* _Goal of the exercise_: Copy out the data from the line containing "You are given this image. The query is: long" through the line containing "[381,711,420,752]", changing nothing.

--- Task data ---

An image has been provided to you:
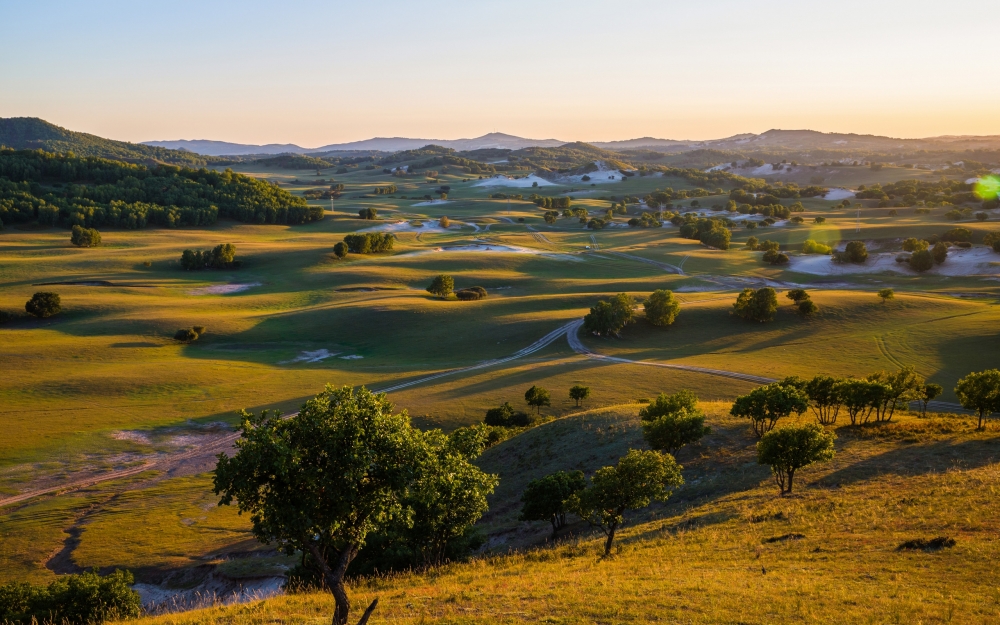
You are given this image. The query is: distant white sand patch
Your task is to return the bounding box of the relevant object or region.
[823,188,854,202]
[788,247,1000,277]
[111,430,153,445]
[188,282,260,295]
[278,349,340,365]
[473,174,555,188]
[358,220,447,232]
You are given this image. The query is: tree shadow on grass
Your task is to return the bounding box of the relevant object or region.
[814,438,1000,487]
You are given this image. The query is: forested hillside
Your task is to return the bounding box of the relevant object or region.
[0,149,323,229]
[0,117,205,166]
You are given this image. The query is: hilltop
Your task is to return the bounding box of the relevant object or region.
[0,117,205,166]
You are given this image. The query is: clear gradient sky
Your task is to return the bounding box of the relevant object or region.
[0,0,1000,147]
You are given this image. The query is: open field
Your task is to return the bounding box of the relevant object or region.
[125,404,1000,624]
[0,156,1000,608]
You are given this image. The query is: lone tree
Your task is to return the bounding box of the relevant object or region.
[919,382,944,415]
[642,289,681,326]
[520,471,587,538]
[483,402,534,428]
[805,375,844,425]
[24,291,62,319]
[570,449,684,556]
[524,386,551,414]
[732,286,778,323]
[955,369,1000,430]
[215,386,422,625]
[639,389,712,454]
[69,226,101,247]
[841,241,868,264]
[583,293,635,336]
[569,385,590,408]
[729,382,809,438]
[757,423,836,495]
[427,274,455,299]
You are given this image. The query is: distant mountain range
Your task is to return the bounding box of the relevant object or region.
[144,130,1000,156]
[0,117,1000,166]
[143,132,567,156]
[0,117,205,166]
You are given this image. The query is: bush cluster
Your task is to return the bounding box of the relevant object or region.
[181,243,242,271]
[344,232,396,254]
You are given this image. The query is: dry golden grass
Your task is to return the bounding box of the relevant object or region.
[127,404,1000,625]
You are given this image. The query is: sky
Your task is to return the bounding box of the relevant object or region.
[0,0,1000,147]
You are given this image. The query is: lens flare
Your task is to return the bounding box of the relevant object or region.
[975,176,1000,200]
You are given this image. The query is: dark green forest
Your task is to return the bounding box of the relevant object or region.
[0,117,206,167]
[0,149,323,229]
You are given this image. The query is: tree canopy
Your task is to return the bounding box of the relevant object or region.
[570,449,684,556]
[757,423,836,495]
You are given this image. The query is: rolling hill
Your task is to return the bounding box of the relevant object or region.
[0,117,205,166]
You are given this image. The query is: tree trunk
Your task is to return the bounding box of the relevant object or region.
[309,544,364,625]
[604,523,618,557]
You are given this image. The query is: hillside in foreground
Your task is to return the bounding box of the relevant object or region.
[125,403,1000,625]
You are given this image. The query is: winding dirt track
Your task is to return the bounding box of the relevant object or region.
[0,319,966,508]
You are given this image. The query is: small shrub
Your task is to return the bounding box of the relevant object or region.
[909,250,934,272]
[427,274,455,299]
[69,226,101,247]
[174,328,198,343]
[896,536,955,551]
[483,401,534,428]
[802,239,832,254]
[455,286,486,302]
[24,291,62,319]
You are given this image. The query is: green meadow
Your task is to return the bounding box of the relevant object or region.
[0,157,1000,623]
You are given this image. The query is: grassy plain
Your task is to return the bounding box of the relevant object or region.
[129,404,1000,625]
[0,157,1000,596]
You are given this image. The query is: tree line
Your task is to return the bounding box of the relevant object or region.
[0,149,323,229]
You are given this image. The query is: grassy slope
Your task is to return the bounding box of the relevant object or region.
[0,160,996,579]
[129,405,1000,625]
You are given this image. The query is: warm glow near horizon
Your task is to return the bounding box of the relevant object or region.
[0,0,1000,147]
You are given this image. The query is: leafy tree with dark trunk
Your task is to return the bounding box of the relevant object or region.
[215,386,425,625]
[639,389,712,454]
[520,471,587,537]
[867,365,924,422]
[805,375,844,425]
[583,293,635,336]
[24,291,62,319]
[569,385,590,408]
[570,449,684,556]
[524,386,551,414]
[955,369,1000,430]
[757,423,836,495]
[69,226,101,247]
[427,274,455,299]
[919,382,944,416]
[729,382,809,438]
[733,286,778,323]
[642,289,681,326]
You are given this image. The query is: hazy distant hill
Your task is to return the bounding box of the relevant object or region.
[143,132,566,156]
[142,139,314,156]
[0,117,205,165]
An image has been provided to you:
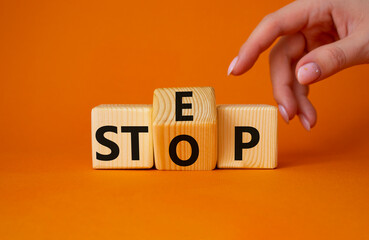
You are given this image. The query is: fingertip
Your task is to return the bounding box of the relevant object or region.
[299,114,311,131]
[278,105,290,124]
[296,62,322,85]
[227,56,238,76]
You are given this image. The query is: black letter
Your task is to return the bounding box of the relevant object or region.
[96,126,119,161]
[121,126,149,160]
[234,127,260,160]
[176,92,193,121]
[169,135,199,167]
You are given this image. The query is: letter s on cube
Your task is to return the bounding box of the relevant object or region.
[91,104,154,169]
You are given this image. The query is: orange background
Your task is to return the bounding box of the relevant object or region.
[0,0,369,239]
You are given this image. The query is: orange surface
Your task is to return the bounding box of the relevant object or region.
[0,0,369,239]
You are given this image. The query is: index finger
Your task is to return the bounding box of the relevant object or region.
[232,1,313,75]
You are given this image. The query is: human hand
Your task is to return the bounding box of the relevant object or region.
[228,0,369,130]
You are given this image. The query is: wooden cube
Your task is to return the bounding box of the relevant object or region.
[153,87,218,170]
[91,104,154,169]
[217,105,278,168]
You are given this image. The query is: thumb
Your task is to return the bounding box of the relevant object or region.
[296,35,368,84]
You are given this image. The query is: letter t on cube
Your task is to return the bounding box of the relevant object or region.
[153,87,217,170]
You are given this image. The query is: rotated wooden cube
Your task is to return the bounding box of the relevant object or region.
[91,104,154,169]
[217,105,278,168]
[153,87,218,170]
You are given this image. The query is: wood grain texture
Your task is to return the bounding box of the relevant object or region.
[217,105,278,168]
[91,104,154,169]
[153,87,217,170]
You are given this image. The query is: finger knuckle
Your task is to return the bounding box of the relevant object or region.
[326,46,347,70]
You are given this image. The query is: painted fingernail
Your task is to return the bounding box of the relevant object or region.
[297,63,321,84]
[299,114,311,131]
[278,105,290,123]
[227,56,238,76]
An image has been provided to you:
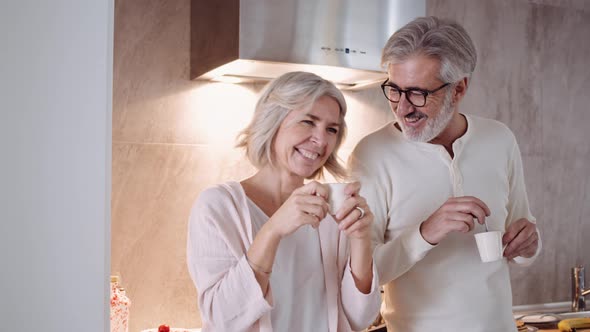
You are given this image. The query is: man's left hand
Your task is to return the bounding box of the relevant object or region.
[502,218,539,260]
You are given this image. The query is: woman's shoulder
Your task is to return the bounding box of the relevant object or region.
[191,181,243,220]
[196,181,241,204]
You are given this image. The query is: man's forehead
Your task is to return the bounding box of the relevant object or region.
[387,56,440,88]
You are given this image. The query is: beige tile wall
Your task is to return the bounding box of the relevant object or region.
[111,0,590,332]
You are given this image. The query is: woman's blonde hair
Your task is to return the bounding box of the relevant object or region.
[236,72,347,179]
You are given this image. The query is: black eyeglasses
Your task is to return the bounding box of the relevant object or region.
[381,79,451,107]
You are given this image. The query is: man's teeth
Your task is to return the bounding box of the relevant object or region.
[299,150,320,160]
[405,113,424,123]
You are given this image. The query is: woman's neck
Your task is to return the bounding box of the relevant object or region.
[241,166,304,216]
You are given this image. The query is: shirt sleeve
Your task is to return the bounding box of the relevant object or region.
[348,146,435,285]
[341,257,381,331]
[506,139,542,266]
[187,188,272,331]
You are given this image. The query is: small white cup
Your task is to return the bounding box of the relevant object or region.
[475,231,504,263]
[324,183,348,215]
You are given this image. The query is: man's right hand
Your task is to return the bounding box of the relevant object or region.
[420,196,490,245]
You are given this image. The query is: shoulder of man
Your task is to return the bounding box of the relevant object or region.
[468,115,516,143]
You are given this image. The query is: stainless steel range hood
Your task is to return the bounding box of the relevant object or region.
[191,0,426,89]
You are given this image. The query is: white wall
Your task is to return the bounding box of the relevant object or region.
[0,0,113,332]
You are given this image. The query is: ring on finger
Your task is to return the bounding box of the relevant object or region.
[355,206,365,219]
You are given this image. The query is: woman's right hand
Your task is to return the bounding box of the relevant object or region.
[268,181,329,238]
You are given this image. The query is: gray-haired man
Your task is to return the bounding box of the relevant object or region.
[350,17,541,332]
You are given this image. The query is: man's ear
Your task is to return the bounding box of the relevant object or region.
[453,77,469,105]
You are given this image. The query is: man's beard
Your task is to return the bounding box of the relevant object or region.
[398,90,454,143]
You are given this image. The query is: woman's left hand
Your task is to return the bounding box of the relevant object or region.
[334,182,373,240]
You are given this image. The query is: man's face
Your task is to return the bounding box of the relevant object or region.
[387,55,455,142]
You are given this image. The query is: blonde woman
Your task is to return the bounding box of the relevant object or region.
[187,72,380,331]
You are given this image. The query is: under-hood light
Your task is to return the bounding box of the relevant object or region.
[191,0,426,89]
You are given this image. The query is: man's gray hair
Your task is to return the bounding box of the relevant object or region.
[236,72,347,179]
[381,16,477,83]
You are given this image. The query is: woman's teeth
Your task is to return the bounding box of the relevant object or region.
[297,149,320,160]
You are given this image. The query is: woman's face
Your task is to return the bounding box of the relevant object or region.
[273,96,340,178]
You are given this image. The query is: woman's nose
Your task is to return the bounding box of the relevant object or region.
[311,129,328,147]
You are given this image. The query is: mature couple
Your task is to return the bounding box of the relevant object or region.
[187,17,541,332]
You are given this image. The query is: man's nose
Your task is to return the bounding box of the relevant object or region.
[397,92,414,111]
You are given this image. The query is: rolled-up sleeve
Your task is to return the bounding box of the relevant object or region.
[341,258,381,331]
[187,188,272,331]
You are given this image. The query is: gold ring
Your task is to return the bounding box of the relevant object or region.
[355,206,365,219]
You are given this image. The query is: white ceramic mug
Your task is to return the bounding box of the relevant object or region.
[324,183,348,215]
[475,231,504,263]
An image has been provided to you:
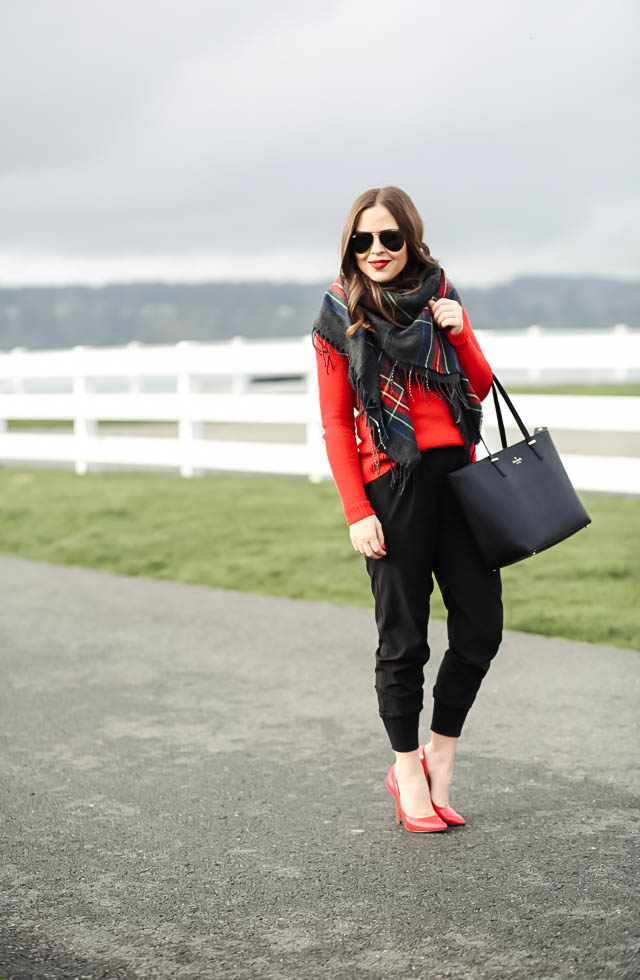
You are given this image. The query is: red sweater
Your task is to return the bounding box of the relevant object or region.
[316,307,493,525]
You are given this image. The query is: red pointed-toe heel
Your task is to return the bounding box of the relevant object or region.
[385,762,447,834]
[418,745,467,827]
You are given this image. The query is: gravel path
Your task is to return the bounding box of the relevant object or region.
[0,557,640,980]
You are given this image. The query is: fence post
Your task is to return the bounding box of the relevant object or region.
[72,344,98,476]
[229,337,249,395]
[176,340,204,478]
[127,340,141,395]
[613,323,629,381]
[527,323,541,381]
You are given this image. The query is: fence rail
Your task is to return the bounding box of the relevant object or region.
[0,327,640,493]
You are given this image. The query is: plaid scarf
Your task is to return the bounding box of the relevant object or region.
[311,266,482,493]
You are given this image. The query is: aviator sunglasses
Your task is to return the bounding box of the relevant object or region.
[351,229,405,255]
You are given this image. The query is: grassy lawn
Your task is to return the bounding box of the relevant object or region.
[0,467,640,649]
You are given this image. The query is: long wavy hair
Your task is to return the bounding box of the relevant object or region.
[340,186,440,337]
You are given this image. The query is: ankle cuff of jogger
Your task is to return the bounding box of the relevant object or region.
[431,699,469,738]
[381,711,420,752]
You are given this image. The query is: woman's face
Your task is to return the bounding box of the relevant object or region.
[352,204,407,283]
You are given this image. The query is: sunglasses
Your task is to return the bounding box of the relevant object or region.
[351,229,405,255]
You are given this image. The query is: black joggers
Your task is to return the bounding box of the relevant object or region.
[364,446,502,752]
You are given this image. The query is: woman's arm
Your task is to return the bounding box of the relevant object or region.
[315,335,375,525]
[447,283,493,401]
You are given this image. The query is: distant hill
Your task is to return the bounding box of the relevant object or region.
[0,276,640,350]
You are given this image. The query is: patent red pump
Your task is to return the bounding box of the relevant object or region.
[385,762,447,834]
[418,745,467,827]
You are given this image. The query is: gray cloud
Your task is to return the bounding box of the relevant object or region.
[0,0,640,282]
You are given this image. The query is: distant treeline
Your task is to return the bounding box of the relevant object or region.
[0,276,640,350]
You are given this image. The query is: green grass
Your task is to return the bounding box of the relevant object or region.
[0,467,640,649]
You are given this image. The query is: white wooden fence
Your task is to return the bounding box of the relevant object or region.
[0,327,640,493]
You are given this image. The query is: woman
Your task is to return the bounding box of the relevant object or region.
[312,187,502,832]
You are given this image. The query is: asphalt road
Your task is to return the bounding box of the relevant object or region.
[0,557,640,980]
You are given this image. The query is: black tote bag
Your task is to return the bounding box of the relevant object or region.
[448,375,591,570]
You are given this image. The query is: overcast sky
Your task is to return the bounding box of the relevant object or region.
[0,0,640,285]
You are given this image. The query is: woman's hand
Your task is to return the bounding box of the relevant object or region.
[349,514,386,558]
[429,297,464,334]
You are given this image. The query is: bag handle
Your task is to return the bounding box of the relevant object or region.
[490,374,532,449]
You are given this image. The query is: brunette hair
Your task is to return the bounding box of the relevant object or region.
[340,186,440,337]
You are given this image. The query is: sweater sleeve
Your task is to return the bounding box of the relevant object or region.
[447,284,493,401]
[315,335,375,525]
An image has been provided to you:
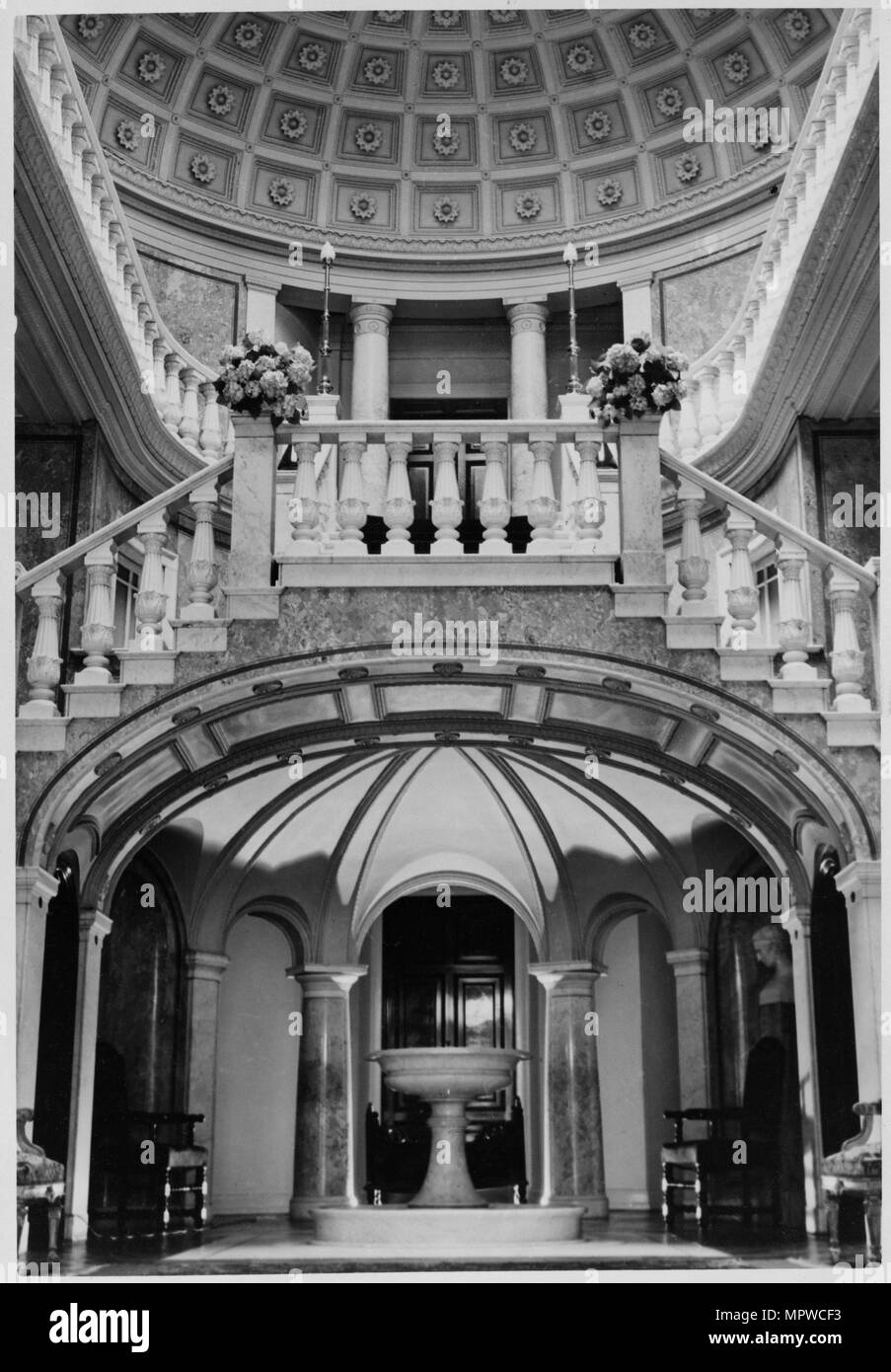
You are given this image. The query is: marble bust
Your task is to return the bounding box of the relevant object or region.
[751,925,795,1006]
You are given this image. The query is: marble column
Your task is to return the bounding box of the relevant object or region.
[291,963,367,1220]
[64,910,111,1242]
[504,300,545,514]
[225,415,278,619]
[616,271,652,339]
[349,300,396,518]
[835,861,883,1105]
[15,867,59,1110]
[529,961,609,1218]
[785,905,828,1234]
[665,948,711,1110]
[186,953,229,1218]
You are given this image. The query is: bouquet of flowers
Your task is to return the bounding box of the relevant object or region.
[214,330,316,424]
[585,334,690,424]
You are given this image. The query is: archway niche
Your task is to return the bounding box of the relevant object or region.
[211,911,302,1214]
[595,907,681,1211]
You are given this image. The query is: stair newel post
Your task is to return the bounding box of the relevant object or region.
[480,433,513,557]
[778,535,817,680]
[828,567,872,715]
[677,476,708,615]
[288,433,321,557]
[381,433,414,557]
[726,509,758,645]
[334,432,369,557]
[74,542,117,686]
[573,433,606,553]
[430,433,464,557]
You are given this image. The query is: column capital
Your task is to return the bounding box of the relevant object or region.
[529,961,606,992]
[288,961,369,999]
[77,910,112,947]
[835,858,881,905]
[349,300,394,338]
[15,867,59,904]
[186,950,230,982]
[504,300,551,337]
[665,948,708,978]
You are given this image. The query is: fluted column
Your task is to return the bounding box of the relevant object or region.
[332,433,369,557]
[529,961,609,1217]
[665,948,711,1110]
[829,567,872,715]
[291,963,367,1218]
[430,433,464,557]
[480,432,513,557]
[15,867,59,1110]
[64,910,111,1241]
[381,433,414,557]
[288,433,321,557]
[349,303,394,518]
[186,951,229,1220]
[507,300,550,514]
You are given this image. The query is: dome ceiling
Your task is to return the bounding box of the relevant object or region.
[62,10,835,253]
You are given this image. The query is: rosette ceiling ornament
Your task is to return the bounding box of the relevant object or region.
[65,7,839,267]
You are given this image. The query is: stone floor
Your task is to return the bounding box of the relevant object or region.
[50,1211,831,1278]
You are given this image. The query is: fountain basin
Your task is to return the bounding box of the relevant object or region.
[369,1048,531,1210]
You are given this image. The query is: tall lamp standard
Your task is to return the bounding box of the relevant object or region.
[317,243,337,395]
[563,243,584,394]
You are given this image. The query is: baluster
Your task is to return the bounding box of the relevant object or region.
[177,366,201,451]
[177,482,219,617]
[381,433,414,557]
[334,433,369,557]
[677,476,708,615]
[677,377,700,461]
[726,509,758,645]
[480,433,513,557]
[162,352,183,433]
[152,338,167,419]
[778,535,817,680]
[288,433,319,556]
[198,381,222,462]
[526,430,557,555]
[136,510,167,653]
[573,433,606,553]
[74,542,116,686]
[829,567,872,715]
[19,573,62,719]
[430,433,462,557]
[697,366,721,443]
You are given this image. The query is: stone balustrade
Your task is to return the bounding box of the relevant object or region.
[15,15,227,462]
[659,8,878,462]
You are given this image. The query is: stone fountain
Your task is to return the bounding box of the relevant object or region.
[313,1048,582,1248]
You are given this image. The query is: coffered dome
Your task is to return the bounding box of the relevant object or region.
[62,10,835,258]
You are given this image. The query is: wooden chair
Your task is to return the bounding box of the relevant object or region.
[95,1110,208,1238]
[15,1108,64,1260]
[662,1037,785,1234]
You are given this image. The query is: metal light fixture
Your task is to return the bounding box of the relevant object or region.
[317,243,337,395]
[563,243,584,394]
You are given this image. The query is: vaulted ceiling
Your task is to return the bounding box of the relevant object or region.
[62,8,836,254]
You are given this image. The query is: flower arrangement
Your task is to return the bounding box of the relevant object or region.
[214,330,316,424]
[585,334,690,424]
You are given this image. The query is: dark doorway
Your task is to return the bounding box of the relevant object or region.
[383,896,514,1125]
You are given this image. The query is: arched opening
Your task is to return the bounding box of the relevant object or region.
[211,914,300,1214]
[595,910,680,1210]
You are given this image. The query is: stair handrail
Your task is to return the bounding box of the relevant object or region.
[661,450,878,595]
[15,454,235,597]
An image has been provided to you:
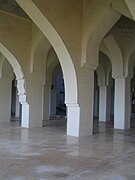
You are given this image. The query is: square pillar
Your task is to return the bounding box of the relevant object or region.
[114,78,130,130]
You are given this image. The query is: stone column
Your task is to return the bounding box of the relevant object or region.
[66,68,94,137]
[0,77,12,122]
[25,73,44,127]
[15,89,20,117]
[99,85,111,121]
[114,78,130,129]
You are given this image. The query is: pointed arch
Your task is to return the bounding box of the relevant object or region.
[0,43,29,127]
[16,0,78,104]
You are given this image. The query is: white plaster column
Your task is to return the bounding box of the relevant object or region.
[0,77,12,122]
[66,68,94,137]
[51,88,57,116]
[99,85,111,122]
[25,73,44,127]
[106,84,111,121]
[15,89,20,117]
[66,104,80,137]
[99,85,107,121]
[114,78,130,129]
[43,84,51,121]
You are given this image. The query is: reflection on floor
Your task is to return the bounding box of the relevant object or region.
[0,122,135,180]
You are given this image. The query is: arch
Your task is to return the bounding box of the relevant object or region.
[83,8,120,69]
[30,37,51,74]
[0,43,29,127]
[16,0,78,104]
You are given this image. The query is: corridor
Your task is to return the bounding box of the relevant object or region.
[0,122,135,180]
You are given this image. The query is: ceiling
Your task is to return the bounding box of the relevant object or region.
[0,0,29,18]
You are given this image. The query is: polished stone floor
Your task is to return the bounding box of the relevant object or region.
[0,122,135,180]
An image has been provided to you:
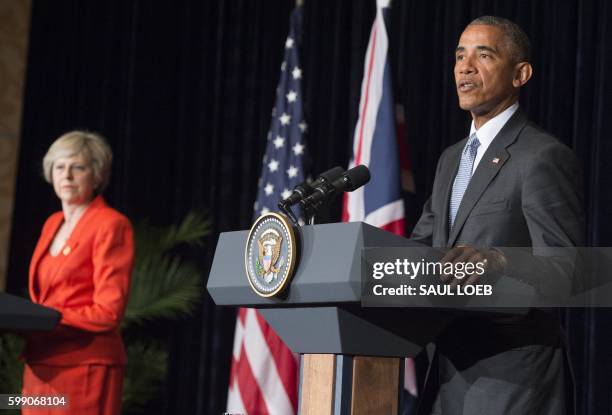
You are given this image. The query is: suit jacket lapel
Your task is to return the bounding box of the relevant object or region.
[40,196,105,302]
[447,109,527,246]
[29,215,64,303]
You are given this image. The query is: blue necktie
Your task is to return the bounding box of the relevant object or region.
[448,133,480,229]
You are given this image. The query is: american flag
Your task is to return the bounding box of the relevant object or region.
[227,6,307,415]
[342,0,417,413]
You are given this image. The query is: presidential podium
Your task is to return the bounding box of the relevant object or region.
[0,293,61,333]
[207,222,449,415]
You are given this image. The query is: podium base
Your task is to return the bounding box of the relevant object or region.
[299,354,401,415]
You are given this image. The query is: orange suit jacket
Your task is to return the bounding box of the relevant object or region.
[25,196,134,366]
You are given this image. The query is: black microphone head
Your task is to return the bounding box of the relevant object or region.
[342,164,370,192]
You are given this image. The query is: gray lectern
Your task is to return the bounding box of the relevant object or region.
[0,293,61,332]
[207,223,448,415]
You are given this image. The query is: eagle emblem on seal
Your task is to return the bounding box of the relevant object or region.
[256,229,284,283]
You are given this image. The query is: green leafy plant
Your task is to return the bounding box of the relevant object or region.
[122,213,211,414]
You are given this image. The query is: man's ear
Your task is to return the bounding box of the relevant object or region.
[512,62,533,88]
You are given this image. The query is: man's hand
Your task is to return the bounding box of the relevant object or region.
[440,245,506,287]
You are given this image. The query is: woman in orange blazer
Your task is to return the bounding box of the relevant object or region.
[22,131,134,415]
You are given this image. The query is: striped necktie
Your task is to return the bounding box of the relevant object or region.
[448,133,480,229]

---

* _Solution for this exercise_:
You are given this image. The query is: long wavy hair
Your task is to return the bounding box of the relevant object or region.
[340,186,440,337]
You are given this image. The query is: ankle cuff of jogger
Your task is to return the bounding box of the relevant object or region.
[431,699,469,738]
[381,711,420,752]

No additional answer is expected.